— Trecho do documento —

= = = = = = =

Também há caso em que o governo tentou manter a informação secreta e depois mudou de ideia — como os dados sobre visitas ao Palácio do Planalto de pastores suspeitos de favorecer a liberação de verbas do Ministério da Educação para prefeitos aliados.
Reportagem do Estadão publicada em maio de 2022 mostrou que, de janeiro de 2019 a dezembro de 2021, durante o governo Bolsonaro, um a cada quatro pedidos de informação rejeitados tiveram como justificativa o sigilo da informação — a taxa é duas vezes a registrada na gestão da petista Dilma Rousseff e quatro pontos porcentuais maior do que a do governo Michel Temer (MDB), segundo a reportagem.
O que diz a lei sobre 'sigilo de cem anos' - O sigilo de no máximo cem anos está previsto na lei que acabou com o sigilo eterno de documentos oficiais — a Lei de Acesso à Informação (LAI). Ela foi sancionada em 2011 pela então presidente Dilma Rousseff — e foi assinada junto com a lei que criou a Comissão da Verdade.
No artigo 31, a lei prevê que informações pessoais relativas à intimidade, vida privada, honra e imagem tenham acesso restrito pelo prazo de até cem anos.
Também está lá um trecho que busca conter o uso dessa medida: o texto diz que a restrição de acesso de "informação relativa à vida privada, honra e imagem de pessoa não poderá ser invocada com o intuito de prejudicar processo de apuração de irregularidades em que o titular das informações estiver envolvido, bem como em ações voltadas para a recuperação de fatos históricos de maior relevância".

= = = = = = =

— Tarefas a resolver —
- A) Por favor, extraia do trecho do documento, sem nenhuma alteração, a parte que começa com as palavras "Reportagem do Estadão" e termina com "até cem anos.".
- B) Segundo o artigo 31 citado no trecho do documento, a que se referem as informações pessoais que podem ter acesso restrito por até cem anos? Liste todos os itens.
- C) De acordo com o trecho do documento, em que ano a Lei de Acesso à Informação foi sancionada?
O material não é necessário para responder.

= = = = = = =

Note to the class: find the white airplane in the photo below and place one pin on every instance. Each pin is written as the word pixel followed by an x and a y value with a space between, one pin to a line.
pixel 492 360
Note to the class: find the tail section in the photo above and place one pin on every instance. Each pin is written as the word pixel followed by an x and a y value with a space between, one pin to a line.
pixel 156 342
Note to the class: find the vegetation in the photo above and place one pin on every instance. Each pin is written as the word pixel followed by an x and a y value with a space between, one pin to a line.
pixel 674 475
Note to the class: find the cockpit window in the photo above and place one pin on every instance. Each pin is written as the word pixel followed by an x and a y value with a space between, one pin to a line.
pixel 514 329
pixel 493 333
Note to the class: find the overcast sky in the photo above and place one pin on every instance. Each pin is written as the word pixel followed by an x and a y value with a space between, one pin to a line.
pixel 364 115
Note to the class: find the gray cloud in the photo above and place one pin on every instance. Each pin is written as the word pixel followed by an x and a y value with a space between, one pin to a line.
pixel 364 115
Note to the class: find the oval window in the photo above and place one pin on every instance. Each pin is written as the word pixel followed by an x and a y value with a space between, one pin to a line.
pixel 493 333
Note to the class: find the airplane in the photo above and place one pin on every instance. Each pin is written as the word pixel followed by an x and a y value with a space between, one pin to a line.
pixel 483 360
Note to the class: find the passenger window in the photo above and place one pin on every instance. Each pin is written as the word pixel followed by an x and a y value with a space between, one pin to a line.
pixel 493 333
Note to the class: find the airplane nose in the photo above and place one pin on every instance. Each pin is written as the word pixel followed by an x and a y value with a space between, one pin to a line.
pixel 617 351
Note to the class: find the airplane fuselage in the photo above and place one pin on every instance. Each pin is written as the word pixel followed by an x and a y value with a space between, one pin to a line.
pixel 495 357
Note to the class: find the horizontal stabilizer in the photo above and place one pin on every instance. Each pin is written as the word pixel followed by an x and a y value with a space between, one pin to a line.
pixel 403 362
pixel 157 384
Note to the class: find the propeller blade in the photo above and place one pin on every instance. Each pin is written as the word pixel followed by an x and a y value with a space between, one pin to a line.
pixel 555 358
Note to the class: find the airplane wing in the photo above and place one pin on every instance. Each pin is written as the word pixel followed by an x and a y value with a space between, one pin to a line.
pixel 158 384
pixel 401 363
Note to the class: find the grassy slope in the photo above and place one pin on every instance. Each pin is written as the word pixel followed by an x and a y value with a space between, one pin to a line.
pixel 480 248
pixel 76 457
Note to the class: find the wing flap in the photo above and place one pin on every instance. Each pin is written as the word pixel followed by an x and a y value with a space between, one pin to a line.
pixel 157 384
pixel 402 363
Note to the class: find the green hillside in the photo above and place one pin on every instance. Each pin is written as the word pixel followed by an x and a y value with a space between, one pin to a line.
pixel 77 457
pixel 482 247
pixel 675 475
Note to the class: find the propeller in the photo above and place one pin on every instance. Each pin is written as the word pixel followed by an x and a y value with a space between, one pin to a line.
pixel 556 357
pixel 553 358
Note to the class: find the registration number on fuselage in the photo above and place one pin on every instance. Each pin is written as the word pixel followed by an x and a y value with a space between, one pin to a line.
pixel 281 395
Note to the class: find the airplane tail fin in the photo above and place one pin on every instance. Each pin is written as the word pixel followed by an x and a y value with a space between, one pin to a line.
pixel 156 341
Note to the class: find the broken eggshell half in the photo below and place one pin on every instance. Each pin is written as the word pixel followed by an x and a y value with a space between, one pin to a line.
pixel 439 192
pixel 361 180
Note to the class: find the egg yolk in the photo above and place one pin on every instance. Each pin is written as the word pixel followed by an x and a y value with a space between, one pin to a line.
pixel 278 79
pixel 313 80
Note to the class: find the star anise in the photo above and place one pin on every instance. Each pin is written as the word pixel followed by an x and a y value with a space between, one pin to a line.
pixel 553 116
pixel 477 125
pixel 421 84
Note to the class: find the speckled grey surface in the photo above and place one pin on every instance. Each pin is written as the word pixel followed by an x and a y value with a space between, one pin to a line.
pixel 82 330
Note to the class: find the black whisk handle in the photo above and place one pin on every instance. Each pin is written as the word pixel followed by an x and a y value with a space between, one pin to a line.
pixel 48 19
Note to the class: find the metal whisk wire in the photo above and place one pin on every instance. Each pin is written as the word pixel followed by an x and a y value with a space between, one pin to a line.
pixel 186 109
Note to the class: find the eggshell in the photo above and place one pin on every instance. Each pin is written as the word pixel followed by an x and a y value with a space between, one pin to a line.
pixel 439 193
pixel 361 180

= = = = = = =

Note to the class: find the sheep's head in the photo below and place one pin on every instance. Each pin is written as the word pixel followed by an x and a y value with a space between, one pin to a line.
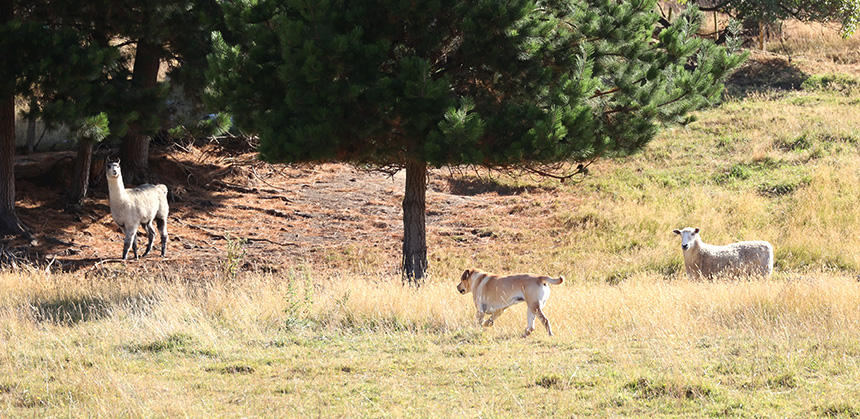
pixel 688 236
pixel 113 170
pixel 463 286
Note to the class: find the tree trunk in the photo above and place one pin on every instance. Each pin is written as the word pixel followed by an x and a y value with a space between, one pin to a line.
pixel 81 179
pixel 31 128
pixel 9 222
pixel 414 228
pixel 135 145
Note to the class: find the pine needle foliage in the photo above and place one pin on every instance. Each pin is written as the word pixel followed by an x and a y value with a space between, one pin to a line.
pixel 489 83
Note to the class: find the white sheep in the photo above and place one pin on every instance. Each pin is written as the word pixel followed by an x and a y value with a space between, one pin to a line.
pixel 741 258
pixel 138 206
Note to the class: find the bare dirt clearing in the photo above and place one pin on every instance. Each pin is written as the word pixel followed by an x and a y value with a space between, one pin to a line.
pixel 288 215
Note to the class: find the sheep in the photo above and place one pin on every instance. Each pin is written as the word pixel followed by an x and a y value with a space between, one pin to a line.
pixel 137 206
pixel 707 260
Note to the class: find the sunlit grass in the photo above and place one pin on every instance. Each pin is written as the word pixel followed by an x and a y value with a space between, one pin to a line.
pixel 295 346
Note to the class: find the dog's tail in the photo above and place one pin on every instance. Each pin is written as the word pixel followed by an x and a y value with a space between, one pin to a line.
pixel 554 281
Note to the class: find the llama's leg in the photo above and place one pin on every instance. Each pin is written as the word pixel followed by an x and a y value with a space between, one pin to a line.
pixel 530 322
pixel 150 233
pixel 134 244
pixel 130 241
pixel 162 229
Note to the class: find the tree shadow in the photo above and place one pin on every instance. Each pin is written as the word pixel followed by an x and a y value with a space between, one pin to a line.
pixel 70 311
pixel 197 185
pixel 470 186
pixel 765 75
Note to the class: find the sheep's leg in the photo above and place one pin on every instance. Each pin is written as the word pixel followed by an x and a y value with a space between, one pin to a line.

= = = = = = =

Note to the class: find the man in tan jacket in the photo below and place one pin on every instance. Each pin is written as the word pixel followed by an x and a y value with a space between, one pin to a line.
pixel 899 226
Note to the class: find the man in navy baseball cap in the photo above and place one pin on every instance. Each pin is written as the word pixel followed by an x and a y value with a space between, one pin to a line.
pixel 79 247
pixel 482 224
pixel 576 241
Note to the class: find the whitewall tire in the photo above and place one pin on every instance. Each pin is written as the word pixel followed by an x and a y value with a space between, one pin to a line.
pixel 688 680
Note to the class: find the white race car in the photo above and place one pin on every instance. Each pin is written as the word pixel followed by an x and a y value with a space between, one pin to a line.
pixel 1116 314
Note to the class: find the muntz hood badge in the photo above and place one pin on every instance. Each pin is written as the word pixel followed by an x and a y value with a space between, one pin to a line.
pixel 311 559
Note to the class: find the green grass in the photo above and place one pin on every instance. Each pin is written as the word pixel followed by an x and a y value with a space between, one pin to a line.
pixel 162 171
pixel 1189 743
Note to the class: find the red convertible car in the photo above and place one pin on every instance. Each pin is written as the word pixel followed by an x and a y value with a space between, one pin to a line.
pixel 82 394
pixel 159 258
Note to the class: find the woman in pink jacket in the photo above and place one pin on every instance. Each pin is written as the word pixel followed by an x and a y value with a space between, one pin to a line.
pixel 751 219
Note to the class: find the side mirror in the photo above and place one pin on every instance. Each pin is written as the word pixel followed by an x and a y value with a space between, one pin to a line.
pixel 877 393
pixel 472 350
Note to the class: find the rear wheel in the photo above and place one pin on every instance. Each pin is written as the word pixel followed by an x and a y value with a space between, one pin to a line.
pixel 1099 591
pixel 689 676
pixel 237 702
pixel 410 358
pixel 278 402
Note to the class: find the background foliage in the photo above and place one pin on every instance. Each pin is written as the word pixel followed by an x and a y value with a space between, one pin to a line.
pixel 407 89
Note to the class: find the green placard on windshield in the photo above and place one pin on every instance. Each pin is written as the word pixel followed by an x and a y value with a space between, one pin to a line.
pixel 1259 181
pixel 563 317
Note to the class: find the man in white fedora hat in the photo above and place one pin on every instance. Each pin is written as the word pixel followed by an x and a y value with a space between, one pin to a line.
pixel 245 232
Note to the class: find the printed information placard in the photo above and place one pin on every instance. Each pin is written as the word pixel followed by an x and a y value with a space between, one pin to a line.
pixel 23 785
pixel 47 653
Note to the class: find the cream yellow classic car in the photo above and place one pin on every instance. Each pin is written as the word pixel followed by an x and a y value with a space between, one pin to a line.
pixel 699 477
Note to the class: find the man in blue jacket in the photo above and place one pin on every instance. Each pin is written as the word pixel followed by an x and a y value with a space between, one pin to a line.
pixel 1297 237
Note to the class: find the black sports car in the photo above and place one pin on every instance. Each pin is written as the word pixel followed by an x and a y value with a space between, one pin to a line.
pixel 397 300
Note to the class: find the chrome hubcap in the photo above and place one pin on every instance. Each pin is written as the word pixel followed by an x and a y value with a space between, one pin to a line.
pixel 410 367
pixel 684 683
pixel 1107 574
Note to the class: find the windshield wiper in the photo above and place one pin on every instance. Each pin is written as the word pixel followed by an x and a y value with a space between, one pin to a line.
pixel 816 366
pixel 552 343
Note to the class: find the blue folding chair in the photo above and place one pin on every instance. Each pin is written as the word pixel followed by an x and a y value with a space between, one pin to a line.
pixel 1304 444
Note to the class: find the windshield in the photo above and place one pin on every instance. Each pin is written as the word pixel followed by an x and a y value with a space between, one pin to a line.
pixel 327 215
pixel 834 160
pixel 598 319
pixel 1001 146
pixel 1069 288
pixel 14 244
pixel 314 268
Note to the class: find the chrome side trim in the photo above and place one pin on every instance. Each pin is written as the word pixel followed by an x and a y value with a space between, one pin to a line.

= = = = = = =

— Respostas em ordem —
- A)
Reportagem do Estadão publicada em maio de 2022 mostrou que, de janeiro de 2019 a dezembro de 2021, durante o governo Bolsonaro, um a cada quatro pedidos de informação rejeitados tiveram como justificativa o sigilo da informação — a taxa é duas vezes a registrada na gestão da petista Dilma Rousseff e quatro pontos porcentuais maior do que a do governo Michel Temer (MDB), segundo a reportagem.
O que diz a lei sobre 'sigilo de cem anos' - O sigilo de no máximo cem anos está previsto na lei que acabou com o sigilo eterno de documentos oficiais — a Lei de Acesso à Informação (LAI). Ela foi sancionada em 2011 pela então presidente Dilma Rousseff — e foi assinada junto com a lei que criou a Comissão da Verdade.
No artigo 31, a lei prevê que informações pessoais relativas à intimidade, vida privada, honra e imagem tenham acesso restrito pelo prazo de até cem anos.

- B) Intimidade, vida privada, honra e imagem.

- C) Em 2011.